╭─ TEKS YANG DITAMPILKAN
GMF Berkibar Justru Saat Rupiah Melemah
GMF yang bergerak dalam bidang pemeliharaan dan perbaikan pesawat terbang itu, justru mensyukuri pelemahan rupiah.
Editor: Budi Prasetyo
TRIBUNNEWS.COM.JAKARTA. Jika beberapa perusahaan mengeluhkan tren nilai tukar rupiah terhadap dollar Amerika Serikat (AS) yang melemah, tidak demikian halnya dengan PT Garuda Maintenance Facility AeroAsia. Anak perusahaan PT Garuda Indonesia (Persero) Tbk yang bergerak dalam bidang pemeliharaan dan perbaikan mesin maupun badan pesawat terbang itu, justru mensyukuri pelemahan rupiah.
Pasalnya, 95% pendapatan Garuda Maintenance dalam dollar AS. Sementara porsi pengeluaran dalam dollar AS lebih kecil, yakni 65%. Dus, perusahaan itu meyakini bisa mengantongi target pendapatan tahun ini US$ 255 juta - US$ 257 juta. Perusahaan itu juga optimistis mencapai target laba bersih US$ 15 juta.
Hingga akhir semester I-2014, Garuda Maintenance sudah membukukan pendapatan US$ 165 juta, atau 64,71% dari target. Sementara perolehan labanya adalah US$ 8 juta atau 53,33% dari target.
Namun, rupanya pelemahan kurs mata uang garuda tak 100% berdampak positif terhadap Garuda Maintenance. Perusahaan juga kena imbas buruk atas kondisi itu.
Garuda Maintenance mengakui sudah mendapati keterlambatan masuknya perbaikan pesawat. Musababnya adalah kondisi keuangan para perusahaan maskapai penerbangan, yang terpapar pelemahan rupiah.
Maklum, pengoperasian pesawat memanfaatkan avtur yang dibeli dalam mata uang dollar AS. "Sekarang kendalanya bayarnya terlambat. Secara cash flow sudah terasa," kata Richard Budiarjo, Direktur Utama Garuda Maintenance Facility kepada KONTAN, beberapa waktu lalu.
╰─
╭─ INFORMASI YANG DIBERIKAN
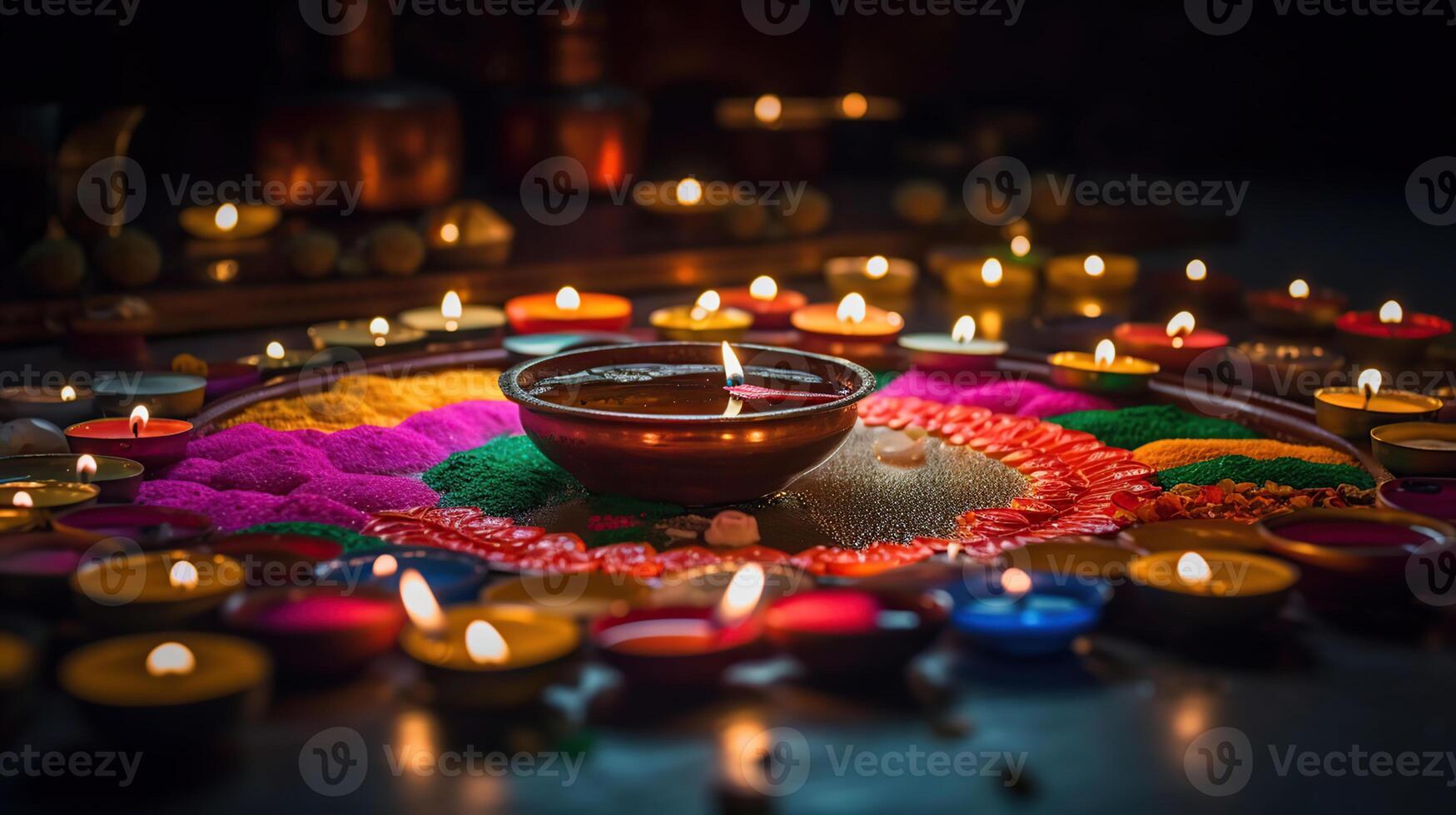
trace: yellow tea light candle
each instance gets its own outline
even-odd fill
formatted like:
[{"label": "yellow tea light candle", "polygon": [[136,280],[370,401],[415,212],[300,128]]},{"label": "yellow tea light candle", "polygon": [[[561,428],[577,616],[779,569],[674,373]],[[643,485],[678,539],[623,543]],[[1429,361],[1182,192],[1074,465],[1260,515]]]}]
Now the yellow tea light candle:
[{"label": "yellow tea light candle", "polygon": [[649,322],[662,339],[738,342],[753,325],[753,314],[724,307],[716,291],[705,291],[693,306],[671,306],[652,311]]},{"label": "yellow tea light candle", "polygon": [[1104,339],[1096,351],[1061,351],[1047,359],[1051,384],[1095,393],[1136,393],[1147,390],[1158,374],[1158,362],[1136,357],[1120,357],[1112,341]]},{"label": "yellow tea light candle", "polygon": [[1059,255],[1047,261],[1047,285],[1066,294],[1121,294],[1137,285],[1137,258]]},{"label": "yellow tea light candle", "polygon": [[1434,396],[1385,390],[1380,371],[1360,374],[1356,387],[1322,387],[1315,391],[1315,422],[1342,438],[1366,441],[1370,431],[1395,422],[1434,421],[1444,405]]}]

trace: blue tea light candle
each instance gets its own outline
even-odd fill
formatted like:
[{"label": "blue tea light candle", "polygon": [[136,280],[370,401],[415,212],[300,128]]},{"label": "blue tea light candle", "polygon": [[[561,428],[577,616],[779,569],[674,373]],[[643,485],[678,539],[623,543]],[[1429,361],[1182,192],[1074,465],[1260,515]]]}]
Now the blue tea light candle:
[{"label": "blue tea light candle", "polygon": [[368,587],[399,594],[399,576],[419,572],[441,605],[469,603],[480,592],[491,565],[475,554],[430,546],[370,549],[320,563],[314,575],[325,585]]},{"label": "blue tea light candle", "polygon": [[968,640],[999,653],[1045,656],[1092,630],[1112,589],[1101,579],[1006,569],[967,575],[951,594],[951,624]]}]

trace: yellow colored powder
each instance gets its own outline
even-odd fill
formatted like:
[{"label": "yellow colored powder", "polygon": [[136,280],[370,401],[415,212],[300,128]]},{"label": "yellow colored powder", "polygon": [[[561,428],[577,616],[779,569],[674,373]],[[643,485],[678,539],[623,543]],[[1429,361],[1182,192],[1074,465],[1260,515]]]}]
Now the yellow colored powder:
[{"label": "yellow colored powder", "polygon": [[1353,464],[1358,461],[1329,447],[1287,444],[1267,438],[1165,438],[1133,451],[1133,458],[1155,470],[1208,461],[1223,456],[1248,458],[1300,458],[1316,464]]},{"label": "yellow colored powder", "polygon": [[430,371],[406,377],[342,377],[328,390],[301,386],[301,396],[253,405],[218,422],[230,428],[258,422],[275,431],[344,431],[360,425],[392,428],[399,422],[456,402],[504,399],[501,371]]}]

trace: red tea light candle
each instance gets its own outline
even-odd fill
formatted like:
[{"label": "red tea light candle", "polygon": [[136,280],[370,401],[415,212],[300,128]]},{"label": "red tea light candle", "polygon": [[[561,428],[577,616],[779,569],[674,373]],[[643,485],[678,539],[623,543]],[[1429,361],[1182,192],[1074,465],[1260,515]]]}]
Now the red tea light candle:
[{"label": "red tea light candle", "polygon": [[526,294],[505,303],[515,333],[622,332],[632,322],[632,301],[614,294]]},{"label": "red tea light candle", "polygon": [[779,284],[767,275],[754,278],[748,288],[725,288],[719,294],[724,306],[753,314],[756,330],[786,329],[794,311],[808,304],[808,298],[802,293],[780,290]]},{"label": "red tea light candle", "polygon": [[259,710],[272,664],[243,639],[166,632],[84,645],[57,672],[108,738],[176,750],[211,744]]},{"label": "red tea light candle", "polygon": [[1251,291],[1245,295],[1249,320],[1274,333],[1324,333],[1345,310],[1345,295],[1328,288],[1310,288],[1296,279],[1287,290]]},{"label": "red tea light candle", "polygon": [[1158,362],[1120,357],[1111,339],[1099,342],[1092,354],[1061,351],[1047,362],[1051,384],[1092,393],[1140,393],[1159,371]]},{"label": "red tea light candle", "polygon": [[1444,405],[1434,396],[1409,390],[1385,390],[1380,371],[1360,374],[1356,387],[1322,387],[1315,391],[1315,422],[1338,435],[1358,442],[1370,440],[1370,431],[1395,422],[1433,422]]},{"label": "red tea light candle", "polygon": [[1166,326],[1123,323],[1112,329],[1112,339],[1128,354],[1178,374],[1206,351],[1229,345],[1229,335],[1200,329],[1191,311],[1178,311]]},{"label": "red tea light candle", "polygon": [[1434,314],[1406,314],[1399,303],[1389,300],[1379,313],[1341,314],[1335,329],[1357,362],[1415,362],[1433,342],[1452,333],[1452,323]]},{"label": "red tea light candle", "polygon": [[716,608],[644,608],[603,617],[591,640],[603,661],[629,680],[652,685],[702,687],[731,665],[754,656],[763,626],[754,611],[764,572],[740,569]]},{"label": "red tea light candle", "polygon": [[1063,294],[1121,294],[1137,285],[1137,258],[1059,255],[1047,261],[1047,285]]},{"label": "red tea light candle", "polygon": [[131,458],[151,470],[181,461],[191,437],[191,422],[153,419],[143,405],[127,419],[95,419],[66,428],[71,453]]},{"label": "red tea light candle", "polygon": [[996,370],[996,362],[1006,354],[1008,345],[992,339],[976,339],[976,320],[965,316],[957,320],[949,335],[907,333],[900,338],[900,348],[910,352],[910,364],[916,368],[954,374]]}]

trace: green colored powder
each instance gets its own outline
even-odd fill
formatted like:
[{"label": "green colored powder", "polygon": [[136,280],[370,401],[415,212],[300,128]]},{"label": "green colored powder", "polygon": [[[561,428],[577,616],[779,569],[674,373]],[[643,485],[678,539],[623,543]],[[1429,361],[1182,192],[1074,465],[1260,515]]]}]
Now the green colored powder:
[{"label": "green colored powder", "polygon": [[524,517],[539,506],[584,498],[571,473],[542,456],[524,435],[501,437],[456,453],[425,473],[441,506],[479,506],[486,515]]},{"label": "green colored powder", "polygon": [[1223,456],[1158,473],[1165,488],[1181,483],[1214,485],[1223,479],[1262,485],[1274,482],[1294,489],[1319,489],[1351,485],[1360,489],[1374,486],[1370,473],[1350,464],[1319,464],[1303,458],[1249,458]]},{"label": "green colored powder", "polygon": [[367,549],[379,549],[381,546],[389,546],[389,541],[377,538],[373,536],[361,536],[354,530],[347,530],[344,527],[335,527],[333,524],[313,524],[306,521],[285,522],[285,524],[258,524],[248,527],[246,530],[239,530],[233,534],[306,534],[313,537],[325,537],[332,541],[338,541],[344,547],[345,554],[354,552],[364,552]]},{"label": "green colored powder", "polygon": [[1165,438],[1259,438],[1249,428],[1227,419],[1198,416],[1172,405],[1140,405],[1121,410],[1079,410],[1047,419],[1067,429],[1095,435],[1108,447],[1137,450]]}]

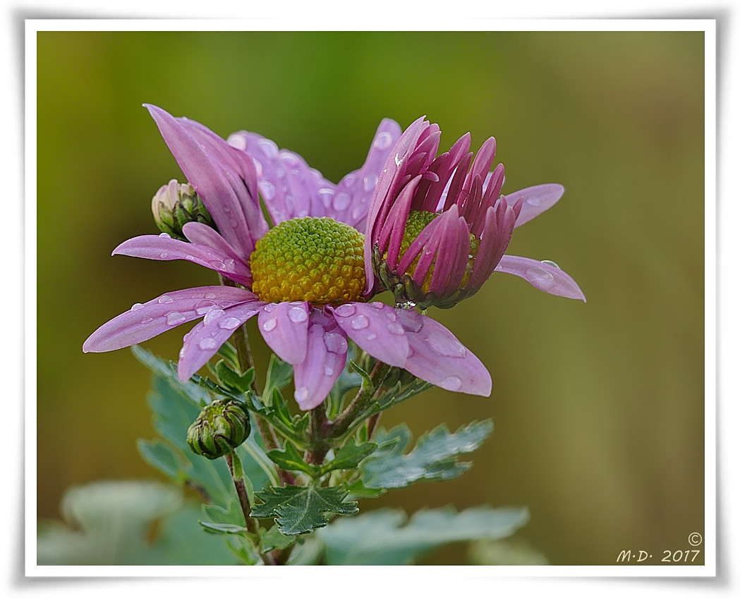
╰─
→ **KETENTUAN LATIHAN**
#1 Tentukan apakah setiap pernyataan berikut sesuai dengan artikel tentang GMF dan pelemahan rupiah, lalu jawab ya atau tidak dengan mengutip persis kata-kata artikel yang menentukan jawabannya. (a) Sebanyak 95% pendapatan Garuda Maintenance diterima dalam dollar AS. (b) Porsi pengeluaran Garuda Maintenance dalam dollar AS lebih besar daripada porsi pendapatannya dalam dollar AS. (c) Hingga akhir semester I-2014, laba Garuda Maintenance sudah melampaui target.
#2 Tuliskan lanjutan artikel tentang GMF dan pelemahan rupiah, dimulai setelah kalimat terakhir yang ditampilkan.

→ **JAWABAN LATIHAN**
#1
(a) Ya: "Pasalnya, 95% pendapatan Garuda Maintenance dalam dollar AS."
(b) Tidak: "Sementara porsi pengeluaran dalam dollar AS lebih kecil, yakni 65%."
(c) Tidak: "Sementara perolehan labanya adalah US$ 8 juta atau 53,33% dari target."

#2
Hanggar keempat
Namun, Richard memastikan hingga akhir tahun nanti target pendapatannya tak akan terganggu keterlambatan pembayaran itu. Sebagai gantinya, dia mengakui keterlambatan pembayaran itu bisa terasa pada tahun depan. Padahal perusahaan itu ingin mengejar target pendapatan US$ 300 juta pada 2015.
Menyadari upaya mencapai target pendapatan di 2015 menghadapi tantangan besar, Garuda Maintenance menyiapkan rencana strategis yakni mengoperasikan hanggar keempat pada akhir tahun nanti. Hanggar yang terletak di bandar udara Soekarno-Hatta Banten itu berukuran 57.000 meter persegi (m²), atau terbesar dibandingkan dengan tiga hanggarnya yang lain.
Hanggar itu akan menjadi hanggar pesawat berbadan sempit atau neurobody terbesar di dunia dengan daya tampung 16 pesawat. "Di Indonesia yang punya fasilitas pengecekan pesawat di ruang tertutup baru kami. Singapore Airlines saja belum punya," klaim Richard.
Pembangunan hanggar keempat itu sudah mencapai 90%. Kalau tak ada aral, pasca pemasangan beberapa peralatan, hanggar itu sudah bisa beroperasi pada November.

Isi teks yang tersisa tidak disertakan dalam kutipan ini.